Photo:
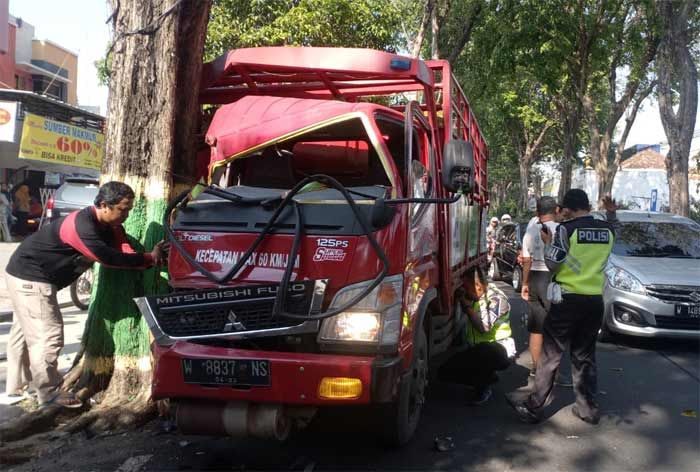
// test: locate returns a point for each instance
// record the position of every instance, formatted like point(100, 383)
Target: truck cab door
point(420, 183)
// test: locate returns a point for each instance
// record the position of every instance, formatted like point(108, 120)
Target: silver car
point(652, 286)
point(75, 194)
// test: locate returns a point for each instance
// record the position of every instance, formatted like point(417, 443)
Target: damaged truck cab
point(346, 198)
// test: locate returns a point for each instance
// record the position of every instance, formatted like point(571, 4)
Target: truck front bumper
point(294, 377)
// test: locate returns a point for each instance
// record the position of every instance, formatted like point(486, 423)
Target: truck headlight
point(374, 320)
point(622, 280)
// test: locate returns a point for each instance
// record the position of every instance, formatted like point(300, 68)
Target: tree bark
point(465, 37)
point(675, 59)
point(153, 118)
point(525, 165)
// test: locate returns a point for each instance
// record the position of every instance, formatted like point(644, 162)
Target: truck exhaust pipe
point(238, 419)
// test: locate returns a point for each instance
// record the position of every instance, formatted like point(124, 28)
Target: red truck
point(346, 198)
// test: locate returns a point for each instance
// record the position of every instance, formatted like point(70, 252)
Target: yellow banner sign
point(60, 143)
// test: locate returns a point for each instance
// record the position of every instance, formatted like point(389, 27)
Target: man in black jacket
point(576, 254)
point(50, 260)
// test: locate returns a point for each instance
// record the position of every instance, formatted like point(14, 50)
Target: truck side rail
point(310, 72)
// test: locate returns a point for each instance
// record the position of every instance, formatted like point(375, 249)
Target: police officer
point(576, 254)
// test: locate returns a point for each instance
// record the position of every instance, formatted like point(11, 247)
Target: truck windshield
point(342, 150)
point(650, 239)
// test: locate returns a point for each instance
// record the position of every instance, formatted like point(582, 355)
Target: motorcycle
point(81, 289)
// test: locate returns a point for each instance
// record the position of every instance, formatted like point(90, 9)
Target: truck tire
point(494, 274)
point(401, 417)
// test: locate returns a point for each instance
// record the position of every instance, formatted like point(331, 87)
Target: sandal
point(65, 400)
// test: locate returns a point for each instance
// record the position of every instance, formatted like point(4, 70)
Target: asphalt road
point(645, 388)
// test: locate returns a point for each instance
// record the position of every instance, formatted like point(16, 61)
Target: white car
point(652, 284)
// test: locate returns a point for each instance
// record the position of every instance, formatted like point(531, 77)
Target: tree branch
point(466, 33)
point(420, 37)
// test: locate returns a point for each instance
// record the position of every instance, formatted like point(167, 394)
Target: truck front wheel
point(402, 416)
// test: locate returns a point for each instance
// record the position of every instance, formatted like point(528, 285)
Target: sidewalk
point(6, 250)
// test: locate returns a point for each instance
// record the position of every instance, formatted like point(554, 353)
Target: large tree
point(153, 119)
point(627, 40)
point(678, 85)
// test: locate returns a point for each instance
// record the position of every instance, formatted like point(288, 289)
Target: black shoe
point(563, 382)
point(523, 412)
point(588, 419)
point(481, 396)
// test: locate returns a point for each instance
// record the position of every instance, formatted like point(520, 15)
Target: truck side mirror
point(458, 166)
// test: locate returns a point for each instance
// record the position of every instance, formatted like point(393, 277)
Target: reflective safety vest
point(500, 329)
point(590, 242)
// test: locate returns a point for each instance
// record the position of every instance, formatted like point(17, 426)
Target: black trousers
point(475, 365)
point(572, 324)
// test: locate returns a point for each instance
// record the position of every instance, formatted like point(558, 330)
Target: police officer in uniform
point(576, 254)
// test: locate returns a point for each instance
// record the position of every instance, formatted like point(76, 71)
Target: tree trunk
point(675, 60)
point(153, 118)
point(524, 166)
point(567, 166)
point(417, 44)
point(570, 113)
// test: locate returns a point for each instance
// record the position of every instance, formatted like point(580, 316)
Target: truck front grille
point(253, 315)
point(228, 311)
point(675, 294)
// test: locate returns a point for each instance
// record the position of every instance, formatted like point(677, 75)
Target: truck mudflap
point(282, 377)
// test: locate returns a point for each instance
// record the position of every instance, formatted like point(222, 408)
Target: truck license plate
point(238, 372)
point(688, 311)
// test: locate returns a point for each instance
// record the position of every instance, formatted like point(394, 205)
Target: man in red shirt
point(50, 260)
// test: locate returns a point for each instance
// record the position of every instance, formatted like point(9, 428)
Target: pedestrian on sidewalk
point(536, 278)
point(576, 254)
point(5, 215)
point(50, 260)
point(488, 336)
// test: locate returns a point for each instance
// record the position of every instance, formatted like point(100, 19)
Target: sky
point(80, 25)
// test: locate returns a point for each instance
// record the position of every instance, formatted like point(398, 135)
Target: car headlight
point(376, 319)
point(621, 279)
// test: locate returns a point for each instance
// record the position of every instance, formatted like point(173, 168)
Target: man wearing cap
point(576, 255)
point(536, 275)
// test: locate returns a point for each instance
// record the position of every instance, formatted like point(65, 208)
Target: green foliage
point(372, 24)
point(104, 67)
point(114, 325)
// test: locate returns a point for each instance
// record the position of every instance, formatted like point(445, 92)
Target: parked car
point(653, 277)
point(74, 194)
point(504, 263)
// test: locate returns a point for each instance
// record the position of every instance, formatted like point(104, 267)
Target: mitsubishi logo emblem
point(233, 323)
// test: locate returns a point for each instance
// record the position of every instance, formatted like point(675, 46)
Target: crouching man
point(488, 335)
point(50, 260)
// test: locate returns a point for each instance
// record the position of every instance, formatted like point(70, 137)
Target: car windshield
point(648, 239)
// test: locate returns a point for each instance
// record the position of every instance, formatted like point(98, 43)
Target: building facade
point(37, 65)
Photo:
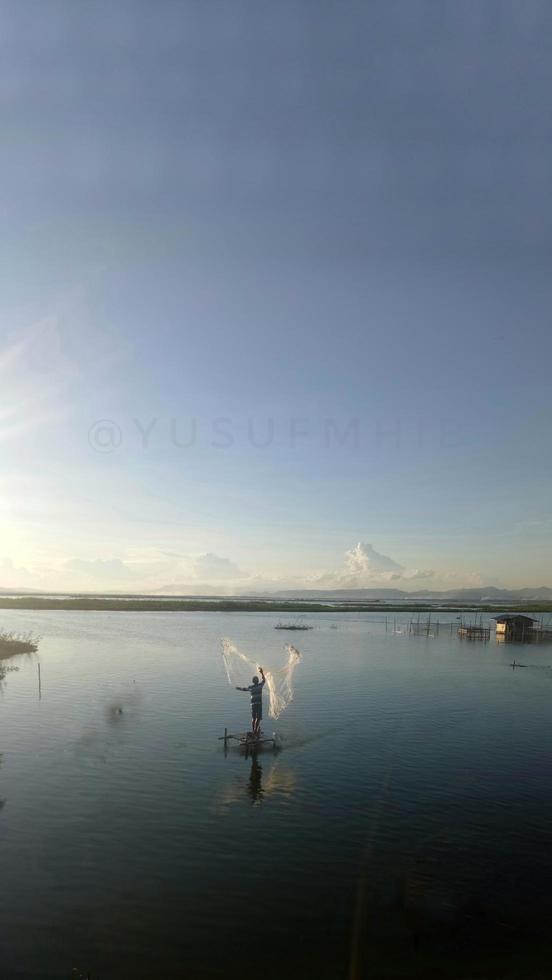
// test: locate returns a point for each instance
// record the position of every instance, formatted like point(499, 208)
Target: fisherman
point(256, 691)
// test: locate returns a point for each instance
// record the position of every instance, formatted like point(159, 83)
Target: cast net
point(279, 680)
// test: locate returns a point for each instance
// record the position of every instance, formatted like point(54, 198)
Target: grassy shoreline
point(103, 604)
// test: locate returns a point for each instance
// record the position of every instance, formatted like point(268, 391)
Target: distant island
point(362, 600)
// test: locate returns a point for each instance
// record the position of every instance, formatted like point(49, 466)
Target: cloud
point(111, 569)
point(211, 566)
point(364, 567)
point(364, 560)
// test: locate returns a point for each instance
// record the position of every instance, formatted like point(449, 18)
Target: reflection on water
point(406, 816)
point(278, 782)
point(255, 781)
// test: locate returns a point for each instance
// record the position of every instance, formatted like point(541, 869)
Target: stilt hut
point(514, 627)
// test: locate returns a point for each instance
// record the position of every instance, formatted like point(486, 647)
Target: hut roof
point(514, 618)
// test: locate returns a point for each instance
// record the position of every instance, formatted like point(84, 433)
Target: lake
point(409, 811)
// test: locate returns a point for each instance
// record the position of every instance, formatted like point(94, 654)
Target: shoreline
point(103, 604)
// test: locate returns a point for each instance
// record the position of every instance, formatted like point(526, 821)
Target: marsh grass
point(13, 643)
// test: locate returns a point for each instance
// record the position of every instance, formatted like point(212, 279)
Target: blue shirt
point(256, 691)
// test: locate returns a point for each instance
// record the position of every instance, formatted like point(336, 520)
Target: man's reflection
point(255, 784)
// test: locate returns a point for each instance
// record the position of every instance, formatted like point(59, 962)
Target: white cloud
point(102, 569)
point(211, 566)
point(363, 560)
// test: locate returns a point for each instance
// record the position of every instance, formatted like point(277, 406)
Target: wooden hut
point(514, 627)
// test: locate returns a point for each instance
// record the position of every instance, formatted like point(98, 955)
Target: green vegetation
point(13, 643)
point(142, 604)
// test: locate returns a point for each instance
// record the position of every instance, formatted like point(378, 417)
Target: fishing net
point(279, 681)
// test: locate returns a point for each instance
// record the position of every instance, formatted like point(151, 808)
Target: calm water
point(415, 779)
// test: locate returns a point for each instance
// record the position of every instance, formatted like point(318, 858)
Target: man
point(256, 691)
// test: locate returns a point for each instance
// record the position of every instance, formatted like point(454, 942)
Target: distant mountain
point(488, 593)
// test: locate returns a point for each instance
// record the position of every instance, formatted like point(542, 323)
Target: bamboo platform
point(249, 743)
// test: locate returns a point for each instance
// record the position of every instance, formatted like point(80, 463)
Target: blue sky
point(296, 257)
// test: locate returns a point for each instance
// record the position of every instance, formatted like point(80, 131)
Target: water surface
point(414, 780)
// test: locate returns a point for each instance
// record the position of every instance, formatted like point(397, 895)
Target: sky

────────────────────────────────────────

Starting at the top of the material and going on through the line with "point(622, 280)", write every line out again, leaving out the pictures. Multiply each coordinate in the answer points by 0.9 and round to the nearest whole number, with halves rounding up, but keep the sample points in the formatting lines unchanged.

Photo:
// test: locate returns a point for each instance
// record the position of every instance, formatted like point(100, 383)
Target: truck cab door
point(378, 165)
// test: locate returns a point for each instance
// record the position of every instance, formatted like point(108, 120)
Target: silver car
point(587, 257)
point(68, 175)
// test: locate returns a point for each instance
// record the position of every instance, formatted like point(417, 443)
Target: damaged truck cab
point(311, 178)
// test: locate returns a point for each instance
// record the position of every instance, formatted like point(571, 4)
Target: truck front bumper
point(265, 339)
// test: locate returns a point for each instance
// record the position of every instance, formatted like point(486, 423)
Target: truck headlight
point(337, 288)
point(560, 252)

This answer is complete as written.